▶ [PROBLEM DETAILS]: Report every line of the listing below in which the string "blue" occurs.
------------------------
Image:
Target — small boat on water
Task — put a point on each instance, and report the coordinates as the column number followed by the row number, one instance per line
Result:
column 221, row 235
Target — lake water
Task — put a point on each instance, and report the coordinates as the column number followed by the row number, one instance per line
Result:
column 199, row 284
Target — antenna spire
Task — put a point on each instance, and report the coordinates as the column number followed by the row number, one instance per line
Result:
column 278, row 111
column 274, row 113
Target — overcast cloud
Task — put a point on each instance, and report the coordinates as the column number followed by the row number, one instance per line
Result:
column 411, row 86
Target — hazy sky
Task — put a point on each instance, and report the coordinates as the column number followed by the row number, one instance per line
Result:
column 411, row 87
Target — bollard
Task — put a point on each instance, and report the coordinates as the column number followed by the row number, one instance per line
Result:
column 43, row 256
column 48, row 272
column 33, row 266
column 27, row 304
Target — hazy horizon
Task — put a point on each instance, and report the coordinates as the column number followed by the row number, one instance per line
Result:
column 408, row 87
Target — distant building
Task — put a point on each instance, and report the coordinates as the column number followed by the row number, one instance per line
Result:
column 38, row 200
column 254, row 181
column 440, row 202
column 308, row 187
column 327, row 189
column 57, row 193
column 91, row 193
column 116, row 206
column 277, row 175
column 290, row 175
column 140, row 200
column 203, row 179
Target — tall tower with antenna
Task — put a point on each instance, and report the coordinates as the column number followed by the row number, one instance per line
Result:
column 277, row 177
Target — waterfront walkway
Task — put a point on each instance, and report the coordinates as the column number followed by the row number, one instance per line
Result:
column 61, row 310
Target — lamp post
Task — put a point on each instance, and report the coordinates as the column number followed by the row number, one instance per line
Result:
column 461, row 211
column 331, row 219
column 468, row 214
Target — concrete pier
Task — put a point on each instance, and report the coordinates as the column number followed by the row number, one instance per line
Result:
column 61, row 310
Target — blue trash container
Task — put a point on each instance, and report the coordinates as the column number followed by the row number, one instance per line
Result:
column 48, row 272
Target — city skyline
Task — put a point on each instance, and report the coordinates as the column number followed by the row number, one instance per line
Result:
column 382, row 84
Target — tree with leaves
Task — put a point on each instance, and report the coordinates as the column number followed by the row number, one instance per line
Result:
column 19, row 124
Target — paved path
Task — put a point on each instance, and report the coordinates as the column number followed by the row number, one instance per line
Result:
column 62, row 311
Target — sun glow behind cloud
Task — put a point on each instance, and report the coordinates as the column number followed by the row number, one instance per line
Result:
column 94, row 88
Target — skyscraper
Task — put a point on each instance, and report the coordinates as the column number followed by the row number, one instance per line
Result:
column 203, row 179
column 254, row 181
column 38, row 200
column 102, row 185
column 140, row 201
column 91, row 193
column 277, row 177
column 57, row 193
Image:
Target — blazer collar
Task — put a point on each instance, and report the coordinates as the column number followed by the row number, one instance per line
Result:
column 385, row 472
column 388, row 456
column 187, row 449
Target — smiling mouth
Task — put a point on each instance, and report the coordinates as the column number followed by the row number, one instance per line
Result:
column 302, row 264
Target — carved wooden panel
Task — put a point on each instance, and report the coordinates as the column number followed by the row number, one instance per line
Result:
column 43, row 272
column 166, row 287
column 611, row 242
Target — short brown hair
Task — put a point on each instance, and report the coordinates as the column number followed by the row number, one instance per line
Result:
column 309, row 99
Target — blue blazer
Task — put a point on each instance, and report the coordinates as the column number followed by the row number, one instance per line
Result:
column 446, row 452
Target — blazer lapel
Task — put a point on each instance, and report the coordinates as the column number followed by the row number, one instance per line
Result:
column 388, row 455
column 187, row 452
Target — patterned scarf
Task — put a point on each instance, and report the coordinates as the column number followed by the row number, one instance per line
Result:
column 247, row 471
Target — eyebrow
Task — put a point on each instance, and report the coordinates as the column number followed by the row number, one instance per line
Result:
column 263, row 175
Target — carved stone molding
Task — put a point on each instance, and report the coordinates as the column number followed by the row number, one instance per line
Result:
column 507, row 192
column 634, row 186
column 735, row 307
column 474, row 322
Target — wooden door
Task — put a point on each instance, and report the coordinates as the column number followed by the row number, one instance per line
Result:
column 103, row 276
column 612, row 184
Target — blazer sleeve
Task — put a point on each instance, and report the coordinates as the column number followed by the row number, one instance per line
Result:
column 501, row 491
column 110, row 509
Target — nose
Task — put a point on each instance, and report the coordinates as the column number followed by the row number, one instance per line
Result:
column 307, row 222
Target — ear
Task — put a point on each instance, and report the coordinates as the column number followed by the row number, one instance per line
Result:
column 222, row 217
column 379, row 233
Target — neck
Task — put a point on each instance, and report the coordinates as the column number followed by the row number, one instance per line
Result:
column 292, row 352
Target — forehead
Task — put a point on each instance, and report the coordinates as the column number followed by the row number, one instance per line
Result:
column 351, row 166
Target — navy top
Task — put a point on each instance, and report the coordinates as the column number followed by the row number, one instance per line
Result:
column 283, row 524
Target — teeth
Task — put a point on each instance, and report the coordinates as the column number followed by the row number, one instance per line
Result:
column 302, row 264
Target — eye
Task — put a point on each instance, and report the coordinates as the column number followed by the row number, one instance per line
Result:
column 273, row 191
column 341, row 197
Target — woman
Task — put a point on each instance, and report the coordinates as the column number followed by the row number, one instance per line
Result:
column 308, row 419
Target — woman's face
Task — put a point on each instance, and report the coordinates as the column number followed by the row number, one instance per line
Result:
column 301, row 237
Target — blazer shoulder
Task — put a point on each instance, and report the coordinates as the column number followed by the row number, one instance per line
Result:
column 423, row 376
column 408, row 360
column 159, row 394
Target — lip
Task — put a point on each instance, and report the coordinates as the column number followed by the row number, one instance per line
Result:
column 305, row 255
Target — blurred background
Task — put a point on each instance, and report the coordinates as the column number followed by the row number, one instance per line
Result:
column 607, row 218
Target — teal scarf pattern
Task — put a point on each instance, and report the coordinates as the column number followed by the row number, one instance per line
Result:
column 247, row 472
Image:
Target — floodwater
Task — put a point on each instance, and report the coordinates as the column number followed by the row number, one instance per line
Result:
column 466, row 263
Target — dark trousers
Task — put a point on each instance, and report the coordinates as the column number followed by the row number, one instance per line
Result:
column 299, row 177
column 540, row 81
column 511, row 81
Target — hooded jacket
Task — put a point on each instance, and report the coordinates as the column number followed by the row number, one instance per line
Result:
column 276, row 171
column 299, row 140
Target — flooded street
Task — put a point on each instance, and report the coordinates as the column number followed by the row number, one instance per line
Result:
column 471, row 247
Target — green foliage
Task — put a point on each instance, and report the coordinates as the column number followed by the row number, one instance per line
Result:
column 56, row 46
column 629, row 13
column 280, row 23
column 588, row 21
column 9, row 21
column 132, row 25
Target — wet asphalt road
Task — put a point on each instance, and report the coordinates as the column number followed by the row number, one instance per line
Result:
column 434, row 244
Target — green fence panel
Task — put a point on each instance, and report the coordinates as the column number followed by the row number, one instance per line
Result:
------------------------
▶ [ANSWER SECTION]:
Target — blue trash container
Target — blue blazer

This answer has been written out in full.